### Kutipan Teks
==================================================
Jumat, 14 Februari 2014

Wawancara Imajiner dengan Musso : dari Djalan Baru, dulu dan sekarang (Bagian 1)



Doni Rao

Konstelasi politik tanah air yang begitu dinamis sejak indonesia mengalami pergolakan ideologi medio 48 (perang dunia kedua) membuat jatidiri bangsa semakin bias, setidaknya terlihat dari tendensiusitas – irisan hegemoni – minstream ideology dunia yang dianut. Pancasila yang kemudian dituding absurd secara prinsipiil menjadikan pakem fundamental yang sulit ditelaah secara pasti. Apakah ini paradoks? Pancasila pun “kembali keasalnya” sebagai ideologi yang multi-interpretatif. Ironi memang, terngiang para pejuang dan pemikir yang meletakkan Pancasila sebagai irisan beragam ideologi yang berakulturasi pada budaya lokal (gotong-royong) dan bukan tendensius hingga memunculkan disintegrasi pemikiran yang distorsif. Yang patut dicatat adalah: multi intepretasi yang dibutuhkan Pancasila adalah sesuai koridor budaya dan memiliki pakem jelas dengan jatidirinya.
Kawan Musso pernah mengkritik hal tersebut. Lewat konsepsi paradigmatiknya Djalan Baru untuk Republik Indonesia, Musso mengungkapkan bahwa urgensi jatidiri kebangsaan yang tersusun dalam dinamika kearifan lokal wajib dijaga selekasnya dari “okupasi” dan donimasi imperialis. Untuk melawannya dibutuhkan kooperasi para kaum revolusioner yang didominasi oleh buruh & tani. Bersatu padu pun tak cukup, bagi Musso aktualisasi pedagogis penting dipadukan dengan kekuatan Massa dengan esensi demagog yang dikomandoi oleh agitator-retorik handal, dan menurut hematnya syarat-syarat tersebut sudah tentu dimiliki oleh kaum revolusioner kiri yang anti imperialis (Komunis). Perspektif pedagogi dituangkannya pada Djalan Baru:

“Berhubung dengan itu, mulai sekarang juga tiap komunis diwajibkan membaca dan mempelajari secara sistematis teori revolusioner dan diwajibkan mengadakan kursus-kursus di kalangan kaum buruh dan tani, agar supaya dengan jalan demikian mereka selalu dapat menghubungkan teori dan praktek dengan erat”.   (Djalan Baru untuk Republik Indonesia, 1948)
==================================================
### Tugas yang Diminta
a - Tuliskan semua keterangan yang ada di dalam tanda kurung pada esai tentang Musso, termasuk judulnya.
b - Teruskan esai tentang Musso dan Djalan Baru dari kalimat terakhirnya.
Daftar di bawah ini diambil dari sumber yang berbeda.
==================================================
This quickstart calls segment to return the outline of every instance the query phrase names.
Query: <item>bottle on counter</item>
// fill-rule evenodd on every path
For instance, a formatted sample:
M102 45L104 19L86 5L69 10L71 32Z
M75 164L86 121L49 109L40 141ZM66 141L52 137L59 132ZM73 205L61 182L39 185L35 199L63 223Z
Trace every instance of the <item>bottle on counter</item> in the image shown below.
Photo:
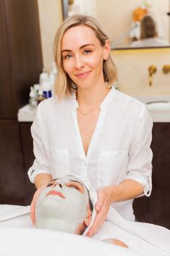
M41 83L41 90L43 91L43 96L46 99L52 96L52 87L50 81L44 81Z
M37 109L37 99L36 94L34 91L33 86L30 86L30 99L29 99L29 105L31 110L35 110Z
M38 97L37 97L37 104L38 104L39 103L43 102L44 99L46 99L46 97L43 96L43 92L41 89L39 89Z
M43 71L40 74L40 79L39 79L40 84L41 85L43 82L46 82L48 80L48 74L46 72Z

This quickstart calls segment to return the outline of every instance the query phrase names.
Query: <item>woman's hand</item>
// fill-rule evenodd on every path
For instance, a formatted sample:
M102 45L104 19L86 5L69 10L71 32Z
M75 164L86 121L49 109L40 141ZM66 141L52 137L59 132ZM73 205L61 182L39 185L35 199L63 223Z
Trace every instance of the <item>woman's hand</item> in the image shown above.
M30 204L30 218L31 218L31 220L32 220L33 226L35 223L35 204L36 204L37 199L39 197L39 194L41 194L41 192L43 189L43 187L38 189L36 190L36 191L34 194L31 204Z
M106 220L111 203L109 186L106 186L97 190L98 202L95 204L97 215L94 223L90 228L87 236L92 236L96 234Z

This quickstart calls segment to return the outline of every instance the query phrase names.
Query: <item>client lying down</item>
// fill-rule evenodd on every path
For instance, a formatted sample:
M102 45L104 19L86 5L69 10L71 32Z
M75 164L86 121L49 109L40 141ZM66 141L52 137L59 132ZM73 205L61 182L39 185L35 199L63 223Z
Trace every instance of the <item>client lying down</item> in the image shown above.
M95 216L95 197L85 179L75 176L54 179L38 195L33 224L38 228L86 235ZM127 247L115 239L103 241Z

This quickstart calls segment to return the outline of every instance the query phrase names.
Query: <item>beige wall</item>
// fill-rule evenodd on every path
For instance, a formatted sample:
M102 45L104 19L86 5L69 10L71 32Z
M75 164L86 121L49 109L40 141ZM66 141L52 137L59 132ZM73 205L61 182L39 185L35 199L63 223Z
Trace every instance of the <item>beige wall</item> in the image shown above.
M101 1L98 0L98 4ZM123 0L119 1L122 2ZM54 34L62 20L61 1L38 0L38 7L43 65L49 72L53 62ZM109 15L111 12L103 19L106 20ZM170 65L170 48L116 50L113 51L111 55L117 66L121 91L131 95L170 94L170 73L166 75L161 70L163 65ZM149 87L148 68L153 64L156 65L157 72L153 75L153 86Z
M129 95L170 94L170 73L162 67L170 65L170 48L112 51L119 75L119 88ZM148 67L155 65L153 86L148 86Z
M38 0L44 69L51 69L53 44L56 31L62 22L61 0Z
M98 0L97 18L105 28L112 41L119 38L132 25L132 14L143 1L141 0ZM150 9L155 20L163 28L163 38L169 41L169 0L150 0ZM159 19L158 19L159 17ZM121 42L129 44L130 39L125 37Z
M132 25L132 12L142 0L75 0L69 6L72 13L82 12L94 16L105 29L111 41L115 41L126 33L127 36L119 42L119 46L129 44L132 39L128 30ZM169 41L169 0L149 0L150 12L158 22L160 36ZM163 30L162 30L163 29Z

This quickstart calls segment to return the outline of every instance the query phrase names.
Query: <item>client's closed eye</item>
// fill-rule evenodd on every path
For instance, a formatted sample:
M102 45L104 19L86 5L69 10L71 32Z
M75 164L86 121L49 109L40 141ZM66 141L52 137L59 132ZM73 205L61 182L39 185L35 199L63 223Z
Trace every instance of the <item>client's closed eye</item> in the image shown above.
M70 181L68 182L66 186L69 188L73 188L78 190L80 193L84 193L84 189L82 184L77 181Z

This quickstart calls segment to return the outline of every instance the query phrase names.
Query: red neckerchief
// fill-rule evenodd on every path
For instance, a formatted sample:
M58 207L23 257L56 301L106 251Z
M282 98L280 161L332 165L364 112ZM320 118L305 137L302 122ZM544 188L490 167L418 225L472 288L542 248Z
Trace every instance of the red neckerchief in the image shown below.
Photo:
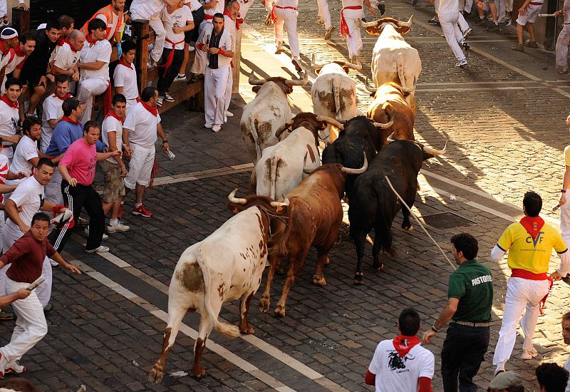
M153 106L149 106L148 105L147 105L146 103L145 103L145 101L144 101L144 100L141 100L141 101L140 101L140 103L142 103L142 106L143 106L143 107L144 107L144 108L145 108L147 110L148 110L148 113L150 113L150 114L152 114L152 115L154 115L155 117L156 117L157 115L158 115L158 109L157 109L157 108L156 108L156 106L154 106L154 107L153 107Z
M117 115L117 113L115 113L115 110L113 110L113 109L109 110L109 112L107 113L107 115L105 116L105 118L107 118L108 117L113 117L113 118L116 118L117 120L120 121L121 125L125 123L125 120L118 115Z
M4 103L8 105L11 108L14 108L14 109L17 109L18 108L18 100L16 100L15 102L12 102L9 99L8 99L8 96L6 94L2 96L2 98L0 98L0 100L3 100L4 102Z
M540 229L544 225L544 220L540 217L524 217L521 220L520 223L529 232L531 237L536 239L540 232Z
M68 93L67 94L66 94L66 96L64 96L63 98L59 98L57 94L53 94L53 96L56 97L58 99L61 99L61 100L66 100L67 98L71 98L73 96L72 96L71 94Z
M68 123L71 123L72 124L75 124L76 125L81 125L81 123L80 123L79 121L76 121L75 120L72 120L71 118L69 118L66 115L62 116L61 120L60 120L60 121L67 121Z
M392 341L392 344L394 345L394 349L396 349L400 356L403 358L410 352L410 350L411 350L414 346L420 344L420 338L418 336L398 335L394 338L394 340Z

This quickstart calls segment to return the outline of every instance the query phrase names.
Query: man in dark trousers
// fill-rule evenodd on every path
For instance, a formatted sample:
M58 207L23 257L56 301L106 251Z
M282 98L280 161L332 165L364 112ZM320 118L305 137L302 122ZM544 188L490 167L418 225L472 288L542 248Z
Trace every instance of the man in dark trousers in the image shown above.
M450 277L447 304L431 329L424 332L427 344L450 320L441 350L441 375L445 392L476 392L473 377L489 346L493 283L491 271L475 260L477 239L462 233L451 238L453 258L459 268Z

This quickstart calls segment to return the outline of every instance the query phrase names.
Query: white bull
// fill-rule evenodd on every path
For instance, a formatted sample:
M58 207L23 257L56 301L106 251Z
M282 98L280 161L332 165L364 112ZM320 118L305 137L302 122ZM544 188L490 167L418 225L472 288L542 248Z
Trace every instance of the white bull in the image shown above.
M342 126L333 118L302 113L278 130L278 134L289 127L294 130L286 139L264 150L255 166L258 195L281 200L301 183L304 170L310 172L321 165L318 138L323 138L322 133L328 123Z
M238 199L234 197L236 190L228 197L228 207L234 213L242 212L203 241L187 248L176 264L168 290L168 323L162 351L149 374L150 381L162 381L167 354L188 310L200 314L194 366L190 371L192 376L205 373L202 354L212 328L229 337L237 337L240 331L254 333L247 321L247 312L267 259L270 215L285 213L284 206L289 205L289 201L276 202L256 195ZM224 302L237 299L242 300L239 328L218 320Z
M254 165L261 158L264 150L279 142L280 139L275 136L275 131L293 117L287 97L293 92L293 86L305 86L308 81L306 72L301 81L287 80L281 77L255 79L252 72L249 84L256 86L254 91L256 91L257 95L244 108L239 125L242 138ZM288 135L288 133L283 133L281 140ZM254 170L250 185L254 187L255 183Z
M413 16L407 22L392 18L363 22L361 26L378 38L372 51L372 79L376 88L394 82L404 88L415 88L422 72L422 61L418 51L400 35L410 31Z
M356 108L356 83L347 74L351 68L361 70L362 66L344 61L317 65L315 64L314 54L311 64L318 75L311 88L314 113L341 122L358 115L359 110ZM327 125L327 128L325 141L332 143L338 137L338 130L331 125Z

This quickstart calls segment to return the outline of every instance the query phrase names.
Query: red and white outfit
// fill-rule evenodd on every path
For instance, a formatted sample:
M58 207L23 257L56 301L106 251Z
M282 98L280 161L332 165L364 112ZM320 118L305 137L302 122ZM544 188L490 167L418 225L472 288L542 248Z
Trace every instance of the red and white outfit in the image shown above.
M21 208L21 211L18 212L18 215L24 224L31 226L34 214L40 210L43 204L43 185L38 182L35 177L31 176L18 185L12 195L10 196L10 200L16 204L16 207ZM4 229L2 231L2 249L6 252L23 235L24 233L17 225L9 219L6 220ZM0 293L4 293L4 290L6 292L9 292L5 280L6 271L8 267L9 266L6 266L0 269ZM48 304L51 296L51 264L48 257L43 260L41 276L46 279L46 282L38 286L34 292L37 294L41 306L43 307Z
M85 113L81 122L85 124L91 119L93 107L93 96L103 94L110 87L109 62L111 58L111 44L106 39L90 43L86 41L81 51L82 63L103 61L105 64L96 70L81 70L79 78L79 93L77 98L85 102Z
M362 37L358 19L364 18L363 0L343 0L341 10L341 36L346 41L348 57L358 56L362 50Z
M297 6L299 0L276 0L271 10L271 18L275 24L275 42L283 44L283 27L287 31L291 54L299 58L299 46L297 38Z
M155 31L156 38L152 51L150 52L150 58L157 63L162 56L166 38L166 30L160 20L160 12L164 6L164 0L133 0L129 7L132 20L148 21L148 25Z
M159 123L160 115L156 107L147 106L142 101L127 113L123 128L129 130L129 147L133 153L129 172L123 182L129 189L135 189L137 184L146 187L150 182Z
M0 98L0 138L16 135L19 119L18 102L10 102L6 95L2 96ZM0 154L6 155L9 160L11 160L14 155L12 143L2 141Z
M204 1L204 4L209 3L209 1ZM209 35L207 33L205 29L207 26L212 26L212 21L214 19L214 15L218 13L224 13L224 1L222 0L218 0L218 2L216 4L216 6L214 8L211 8L209 9L204 9L204 20L202 21L200 27L198 28L198 31L200 31L198 36L198 42L204 42L204 34L207 35L205 37L206 42L209 41ZM196 29L196 26L194 28ZM197 75L202 75L206 71L207 54L202 51L196 51L195 53L196 56L194 59L194 63L192 63L192 67L190 67L190 72Z
M138 86L135 64L128 64L122 58L113 73L115 87L123 87L123 95L127 98L127 113L137 104Z

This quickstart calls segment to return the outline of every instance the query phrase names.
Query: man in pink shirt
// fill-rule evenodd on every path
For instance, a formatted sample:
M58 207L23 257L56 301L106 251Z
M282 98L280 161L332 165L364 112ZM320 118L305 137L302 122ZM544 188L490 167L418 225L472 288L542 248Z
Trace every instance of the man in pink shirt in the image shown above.
M83 126L83 137L73 142L66 151L59 163L61 173L61 193L66 205L73 211L77 222L81 210L85 208L89 215L89 237L85 250L88 253L109 252L101 245L105 231L105 214L99 194L92 184L95 178L95 167L98 160L120 155L120 151L98 153L95 143L99 140L100 128L98 123L90 120ZM50 241L58 252L61 252L71 234L69 223L61 232L52 232Z

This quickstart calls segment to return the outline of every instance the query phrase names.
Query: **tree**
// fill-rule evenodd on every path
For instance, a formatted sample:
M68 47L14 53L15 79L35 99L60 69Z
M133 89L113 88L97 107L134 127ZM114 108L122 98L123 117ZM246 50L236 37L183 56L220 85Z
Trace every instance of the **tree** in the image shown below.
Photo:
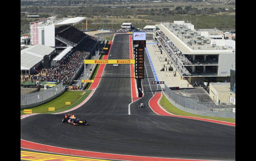
M179 10L182 10L182 7L181 6L178 6L175 8L175 10L176 11L178 11Z
M185 8L184 8L184 10L186 10L186 11L189 11L190 10L190 9L192 8L192 7L191 5L190 5L189 6L186 6L185 7Z

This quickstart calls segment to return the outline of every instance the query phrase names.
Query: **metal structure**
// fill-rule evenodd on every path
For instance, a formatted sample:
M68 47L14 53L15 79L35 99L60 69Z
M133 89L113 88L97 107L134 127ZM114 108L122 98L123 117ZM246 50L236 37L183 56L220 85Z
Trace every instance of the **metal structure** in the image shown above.
M109 15L107 15L107 16L106 17L106 20L105 20L105 22L104 22L104 24L103 24L103 27L102 28L102 30L104 30L104 27L105 26L105 24L106 24L106 22L107 22L107 19L108 18L108 17L109 16Z
M33 107L49 101L62 94L65 90L62 82L44 91L21 95L21 109Z
M179 107L181 107L181 109L183 111L186 111L188 112L194 114L197 114L197 115L199 114L198 113L199 112L207 112L208 113L204 113L206 114L204 116L209 116L209 114L210 113L210 115L212 116L213 115L212 114L215 113L214 112L218 112L218 113L230 113L230 114L227 114L229 116L228 118L235 118L235 113L232 113L232 109L234 107L232 106L228 106L226 105L224 106L216 105L213 102L200 102L197 97L186 97L177 94L171 90L165 84L164 89L165 94L168 96L168 98L171 99L175 104L179 105L176 106L180 109L181 108ZM213 111L211 111L211 109L213 110ZM184 109L186 110L184 110ZM223 116L223 114L221 114L221 115L222 117L225 117ZM230 116L230 115L232 115L232 116ZM217 116L215 116L218 117Z

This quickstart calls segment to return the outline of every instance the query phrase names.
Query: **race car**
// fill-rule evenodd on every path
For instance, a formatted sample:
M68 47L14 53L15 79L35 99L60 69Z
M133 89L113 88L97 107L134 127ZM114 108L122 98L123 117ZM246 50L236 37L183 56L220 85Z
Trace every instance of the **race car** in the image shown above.
M76 85L75 84L72 84L72 87L71 87L71 89L74 90L77 89L77 87L76 86Z
M89 125L86 120L82 120L80 119L76 118L74 115L66 114L65 117L62 118L62 122L67 122L73 125Z
M145 107L145 105L143 103L141 103L139 105L139 108L144 108Z

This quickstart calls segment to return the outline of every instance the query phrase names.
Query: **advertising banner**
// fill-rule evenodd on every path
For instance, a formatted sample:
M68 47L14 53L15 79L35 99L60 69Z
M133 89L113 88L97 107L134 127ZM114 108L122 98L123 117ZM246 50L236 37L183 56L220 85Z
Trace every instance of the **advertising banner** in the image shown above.
M32 114L32 110L24 110L23 112L24 114Z
M93 83L94 80L82 80L82 83Z
M133 40L146 40L146 32L133 32Z
M230 103L234 104L235 105L236 104L236 99L234 97L232 97L230 96L230 100L229 100Z
M84 64L135 64L134 59L85 60Z
M55 111L55 108L49 107L48 108L48 111Z

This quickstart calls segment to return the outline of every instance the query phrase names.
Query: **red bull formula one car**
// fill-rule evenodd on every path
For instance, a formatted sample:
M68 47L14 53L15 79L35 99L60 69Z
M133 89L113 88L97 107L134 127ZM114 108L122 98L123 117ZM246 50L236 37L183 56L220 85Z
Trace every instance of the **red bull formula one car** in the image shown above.
M62 118L62 122L67 122L73 125L89 125L85 120L82 120L76 118L74 115L71 114L65 114L65 117Z

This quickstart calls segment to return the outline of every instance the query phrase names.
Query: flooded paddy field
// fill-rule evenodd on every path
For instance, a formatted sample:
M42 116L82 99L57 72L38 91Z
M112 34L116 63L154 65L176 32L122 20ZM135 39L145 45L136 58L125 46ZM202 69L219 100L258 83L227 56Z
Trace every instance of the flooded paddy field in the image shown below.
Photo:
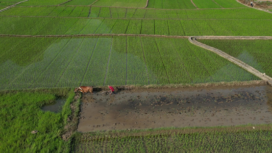
M118 90L82 95L78 131L272 122L272 87Z

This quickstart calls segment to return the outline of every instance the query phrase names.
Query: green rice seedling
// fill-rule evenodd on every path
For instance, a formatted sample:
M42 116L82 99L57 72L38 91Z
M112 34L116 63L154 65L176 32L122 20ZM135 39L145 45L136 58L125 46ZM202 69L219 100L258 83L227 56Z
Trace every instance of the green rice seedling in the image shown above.
M129 8L143 8L146 1L145 0L101 0L94 3L93 6L114 6Z
M65 9L60 13L58 14L57 16L69 16L70 14L73 11L73 10L75 8L76 8L76 7L65 7L64 8Z
M96 34L109 34L111 33L113 27L116 24L117 20L115 19L109 19L104 20L102 24L95 31Z
M66 2L65 0L48 0L46 1L40 1L39 0L33 0L26 1L20 3L18 5L19 6L52 6L57 5Z
M90 0L90 1L84 1L84 0L73 0L68 2L67 3L62 4L62 5L80 5L80 6L87 6L90 5L96 0Z
M126 37L114 38L112 45L103 85L125 85L128 68Z
M142 19L131 19L130 20L128 30L126 32L128 34L139 34L141 33Z
M129 85L149 84L148 73L140 37L127 37Z
M199 0L192 0L197 8L200 9L220 8L221 8L216 3L212 0L206 1L205 3Z
M141 34L155 35L155 21L152 19L142 20Z
M88 66L84 70L85 74L82 76L81 85L103 85L112 44L112 38L111 37L99 38L91 59L88 61Z
M155 29L156 35L169 35L169 27L167 20L155 20Z
M111 34L125 34L129 24L129 19L118 19L112 28Z
M111 12L110 8L101 7L99 13L99 17L111 18Z
M246 7L246 6L241 4L239 3L234 3L233 1L231 0L214 0L214 2L216 2L218 5L224 8Z

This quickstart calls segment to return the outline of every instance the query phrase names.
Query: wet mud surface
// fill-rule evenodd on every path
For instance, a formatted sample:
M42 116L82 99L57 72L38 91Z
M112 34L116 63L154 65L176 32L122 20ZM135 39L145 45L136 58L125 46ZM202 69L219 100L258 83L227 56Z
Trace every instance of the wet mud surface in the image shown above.
M117 91L82 95L78 131L272 122L272 87Z

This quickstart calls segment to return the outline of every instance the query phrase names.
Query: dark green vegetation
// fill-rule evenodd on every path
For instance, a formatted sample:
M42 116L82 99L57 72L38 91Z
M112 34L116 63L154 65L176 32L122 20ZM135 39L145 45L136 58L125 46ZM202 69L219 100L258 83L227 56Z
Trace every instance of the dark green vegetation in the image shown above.
M0 94L0 152L63 152L70 141L61 135L75 94L69 89L40 91L12 91ZM54 103L58 96L67 98L61 113L43 112L41 107ZM37 130L37 133L31 132Z
M249 12L252 15L245 15ZM272 14L250 8L171 10L14 7L0 13L0 34L272 36L272 29L263 26L272 24L271 18Z
M77 135L73 147L77 152L271 152L272 129L244 128L90 133Z
M0 38L0 89L259 80L187 39Z
M19 1L0 0L0 9ZM146 1L142 0L64 3L67 1L30 0L0 12L0 90L259 79L187 39L155 36L48 38L48 35L272 36L271 14L246 8L235 0L193 0L195 6L190 0L151 0L147 9L142 8ZM270 43L256 42L266 45L262 49L271 46ZM218 47L227 52L229 46ZM270 73L271 66L262 64L270 59L259 56L261 53L239 52L242 54L237 55L252 57L253 64ZM264 56L269 57L267 55ZM271 152L271 129L231 132L212 129L215 131L190 134L171 133L172 130L166 129L162 134L138 137L120 132L124 136L115 137L102 132L86 134L88 137L77 134L71 145L73 139L64 141L61 136L75 94L69 90L63 93L54 90L8 91L0 95L0 152L63 152L74 149L87 152ZM68 97L61 113L40 110L59 96ZM31 134L33 130L39 132Z
M221 50L262 73L272 76L272 40L205 40L200 42Z

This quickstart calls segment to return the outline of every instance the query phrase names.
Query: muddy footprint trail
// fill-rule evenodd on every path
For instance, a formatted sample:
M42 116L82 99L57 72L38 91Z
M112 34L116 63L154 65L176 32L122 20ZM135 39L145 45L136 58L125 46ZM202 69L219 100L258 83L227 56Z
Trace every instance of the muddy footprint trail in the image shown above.
M118 91L83 95L78 131L272 122L268 85Z

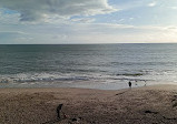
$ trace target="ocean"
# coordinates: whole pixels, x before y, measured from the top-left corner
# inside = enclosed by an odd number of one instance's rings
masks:
[[[1,44],[0,87],[177,84],[177,44]]]

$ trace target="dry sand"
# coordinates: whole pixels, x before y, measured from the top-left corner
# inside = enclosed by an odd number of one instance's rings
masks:
[[[57,121],[60,103],[67,118]],[[177,124],[177,85],[0,89],[0,124]]]

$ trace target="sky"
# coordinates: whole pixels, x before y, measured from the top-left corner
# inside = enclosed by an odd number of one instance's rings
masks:
[[[0,44],[176,43],[177,0],[0,0]]]

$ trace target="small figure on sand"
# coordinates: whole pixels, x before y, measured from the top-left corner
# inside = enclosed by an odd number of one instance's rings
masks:
[[[128,82],[128,85],[129,85],[129,87],[131,89],[131,82],[130,82],[130,81]]]
[[[57,106],[57,118],[58,120],[61,120],[61,113],[62,113],[62,115],[63,115],[63,118],[67,118],[67,115],[62,112],[62,110],[61,110],[61,107],[62,107],[62,105],[63,104],[59,104],[58,106]]]

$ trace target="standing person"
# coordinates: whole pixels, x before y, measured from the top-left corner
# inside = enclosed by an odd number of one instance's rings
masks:
[[[128,82],[128,85],[129,85],[129,87],[131,89],[131,82],[130,82],[130,81]]]
[[[61,107],[62,107],[62,104],[59,104],[58,107],[57,107],[57,117],[58,117],[58,120],[61,118],[61,116],[60,116]]]

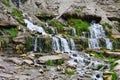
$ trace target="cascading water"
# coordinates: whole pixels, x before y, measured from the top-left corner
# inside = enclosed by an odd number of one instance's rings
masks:
[[[105,39],[106,41],[106,48],[112,49],[112,43],[110,42],[109,38],[106,38],[105,31],[103,30],[102,25],[96,24],[95,22],[91,23],[89,27],[90,30],[90,39],[89,39],[89,48],[90,49],[100,49],[100,42],[99,39]]]
[[[76,35],[76,29],[72,28],[72,36],[75,36],[75,35]]]
[[[52,47],[53,51],[60,51],[60,44],[59,44],[59,38],[58,37],[52,37]]]
[[[46,34],[46,32],[44,31],[44,29],[42,27],[34,25],[32,22],[28,21],[27,19],[24,19],[24,21],[27,24],[27,28],[29,30],[42,33],[42,35]]]
[[[70,38],[69,43],[70,43],[71,50],[76,51],[75,42],[72,38]]]

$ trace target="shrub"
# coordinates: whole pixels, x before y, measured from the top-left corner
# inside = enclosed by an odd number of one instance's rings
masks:
[[[7,7],[11,7],[10,3],[7,0],[3,0],[2,3]]]

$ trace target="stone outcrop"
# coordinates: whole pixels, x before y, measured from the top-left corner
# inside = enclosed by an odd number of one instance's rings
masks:
[[[2,14],[0,13],[0,27],[16,27],[18,24],[12,18],[10,14]]]

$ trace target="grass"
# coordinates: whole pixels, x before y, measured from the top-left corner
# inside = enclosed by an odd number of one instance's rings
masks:
[[[24,23],[22,18],[22,11],[18,10],[17,8],[13,8],[11,14],[19,23]]]
[[[69,19],[68,24],[70,26],[75,26],[77,35],[81,35],[82,32],[88,32],[89,23],[81,19]]]
[[[8,0],[3,0],[2,3],[7,6],[7,7],[11,7],[10,3],[8,2]]]
[[[50,22],[50,24],[51,26],[56,27],[59,33],[62,33],[64,31],[63,24],[60,23],[59,21],[53,20]]]

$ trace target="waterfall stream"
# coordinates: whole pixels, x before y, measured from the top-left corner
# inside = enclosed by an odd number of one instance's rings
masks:
[[[99,39],[104,39],[106,42],[106,48],[112,49],[112,42],[110,42],[109,38],[106,38],[105,31],[103,30],[102,25],[97,23],[92,23],[89,27],[90,30],[90,38],[89,38],[89,48],[90,49],[100,49],[100,41]]]

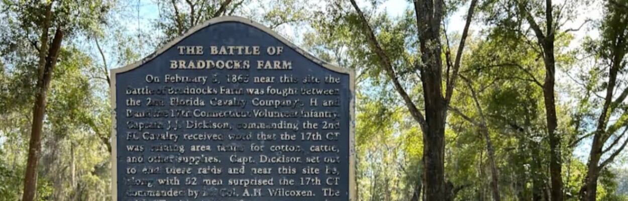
==================================================
### Hasil Tugas
a -
- Bagian 1
- perang dunia kedua
- gotong-royong
- Komunis
- Djalan Baru untuk Republik Indonesia, 1948

b -
Yang menarik, sisi intelektuilnya pun mengemuka tatkala mengharapkan kesempurnaan komparasi relevan teori dan terapan – walaupun tidak signifikan secara implementatif. Musso sedikit berbeda dengan kaum  “sosialis kanan” Sjahrir yang baginya reaksioner itu, yang hanya mengagungkan hegemoni pedagog dan diplomatisasi yang tak jarang menjadi bumerang bagi bangsa sendiri. Juga dengan Tan Malaka yang walaupun kuat dengan teori-teori ilmiah namun tidak menerapkannya secara personal. Tan selalu melempar jabatan ketua umum setiap mendirikan partai dan organisasi politik. Berbeda dengan Musso yang “berani” dan garang menerapkannya dengan penuh konsekuensi hingga terkesan oportunistik.
Kritik tajamnya kemudian adalah ketika misikinnya kemauan para pemikir politik  untuk menggunakan teori yang cenderung revolusioner dengan semangat patriotik massa yang mulai terdidik. Ini menjauhi – bahkan meninggalkan – asumsi “massa sebagai objek” atau “interdependensi objek dari subjek”, ia menitikberatkan massa dengan keterdidikannya sebagai “interaksi subjek”. Musso mengubahnya dengan elegan walau banyak menuai kritik dan ekspektasinya menjadi anti klimaks secara realitas. Lebih lanjut sang Oude Heer mengungkapkan:

“Teori yang tidak dihubungkan dengan massa, tidak dapat merupakan kekuatan. Akan tetapi sebaliknya teori yang berhubungan erat dengan massa merupakan kekuatan yang maha hebat”.    (Djalan Baru untuk Republik Indonesia, 1948)
Gabungan dua kutub “epistemologi gerakan” manusia itu membuat Musso menambahkan satu variabel untuk merasionalisasi gagasannya melawan Imperialis, yakni pendidikan. Saya pun menerawang, bagaimana bila dua komparasi Musso lewat Djalan Barunya yang menang melawan Soekarno pada 48? Atau bila Musso tidak mati tertembak dan kemudian menjadi elit diIndonesia? Kesaktian Djalan Barunya dibanding Pancasila? Perspketifnya relevan hingga kini? Komunisme di Indonesia? dan banyak sekali pertanyaan-pertanyaan yang terngiang.
Untuk itu, sebagai bagian pemuasan hasrat saya coba berfantasi dengan menghadirkan wawancara Imajiner dengan relevansi prolog awal diatas.
Selamat berfantasi …

Saya (S) : Apa kabar kamerad? Bagaimana keadaan kawan disana?
Musso (M) : Baik, disini amat sunyi. Sesunyi gerakan revolusioner yang selalu dibungkam di Republik ini.
(S) : Hhm, ada beberapa kawan yang masih hidup sampai sekarang dan dengan teguh memegang prinsip Djalan Baru. Mereka mengklaim sebagai Mussois.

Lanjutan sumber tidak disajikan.